▶ [What the task asks] The entries below must be copied exactly as they are.

▶ [Dataset entries]
• • • • •

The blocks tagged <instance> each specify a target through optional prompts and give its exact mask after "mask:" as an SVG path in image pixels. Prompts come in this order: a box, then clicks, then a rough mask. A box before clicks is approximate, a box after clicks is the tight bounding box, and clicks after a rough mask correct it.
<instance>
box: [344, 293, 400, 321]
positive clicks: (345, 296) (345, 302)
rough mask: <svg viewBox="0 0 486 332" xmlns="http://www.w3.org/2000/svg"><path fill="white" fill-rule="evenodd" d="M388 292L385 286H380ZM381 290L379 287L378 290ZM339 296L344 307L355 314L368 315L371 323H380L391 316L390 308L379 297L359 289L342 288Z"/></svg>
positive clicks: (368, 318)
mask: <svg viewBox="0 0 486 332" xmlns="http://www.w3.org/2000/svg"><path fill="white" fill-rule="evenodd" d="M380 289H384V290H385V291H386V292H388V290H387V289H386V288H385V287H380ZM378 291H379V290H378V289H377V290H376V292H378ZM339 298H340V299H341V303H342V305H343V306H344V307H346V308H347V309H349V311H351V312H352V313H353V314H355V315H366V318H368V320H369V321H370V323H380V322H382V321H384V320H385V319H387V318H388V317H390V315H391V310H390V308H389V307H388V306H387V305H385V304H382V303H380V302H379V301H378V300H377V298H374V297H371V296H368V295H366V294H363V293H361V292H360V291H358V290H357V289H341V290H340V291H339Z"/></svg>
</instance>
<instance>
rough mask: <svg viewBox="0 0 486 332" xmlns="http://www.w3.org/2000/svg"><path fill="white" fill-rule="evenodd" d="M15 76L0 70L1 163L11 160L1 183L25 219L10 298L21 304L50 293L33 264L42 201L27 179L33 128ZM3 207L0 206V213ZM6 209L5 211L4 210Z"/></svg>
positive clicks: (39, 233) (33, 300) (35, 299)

• • • • •

▶ [Result below]
The blocks tagged <instance> each specify a target through optional prompts and give its exact mask after "mask:" as an SVG path in image pixels. Prompts come in this order: a box, then clicks, then a rough mask. A box before clicks is approximate, a box after clicks is the tight bounding box, and clicks after a rough mask correct it.
<instance>
box: [344, 293, 400, 321]
positive clicks: (345, 296) (345, 302)
rough mask: <svg viewBox="0 0 486 332" xmlns="http://www.w3.org/2000/svg"><path fill="white" fill-rule="evenodd" d="M388 292L385 286H380ZM381 290L379 287L378 290ZM339 296L344 307L355 314L368 315L371 323H380L391 316L390 308L379 297L359 289L342 288Z"/></svg>
positive clicks: (368, 318)
mask: <svg viewBox="0 0 486 332" xmlns="http://www.w3.org/2000/svg"><path fill="white" fill-rule="evenodd" d="M380 289H384V290H385V291H386V292H388V290H387V289H386V288H385V287H380ZM378 291H379V290H378V289H377V290H376V292H378ZM339 298H340V299H341V303H342V305H343V306H344V307H346V308H347V309H349V311H351V312H352V313H353V314H355V315H366V318H368V320H369V321H370V323H380V322H382V321H384V320H385V319H387V318H388V317H390V315H391V310H390V308H389V307H388V306H387V305H385V304H382V303H380V302H379V301H378V300H377V298H374V297H371V296H368V295H366V294H363V293H361V292H360V291H358V290H357V289H341V290H340V291H339Z"/></svg>
</instance>
<instance>
rough mask: <svg viewBox="0 0 486 332" xmlns="http://www.w3.org/2000/svg"><path fill="white" fill-rule="evenodd" d="M15 76L0 70L1 163L11 160L1 183L25 219L10 298L21 304L50 293L33 264L42 201L27 179L33 128ZM3 207L0 206V213ZM6 209L5 211L4 210Z"/></svg>
positive clicks: (39, 233) (33, 300) (35, 299)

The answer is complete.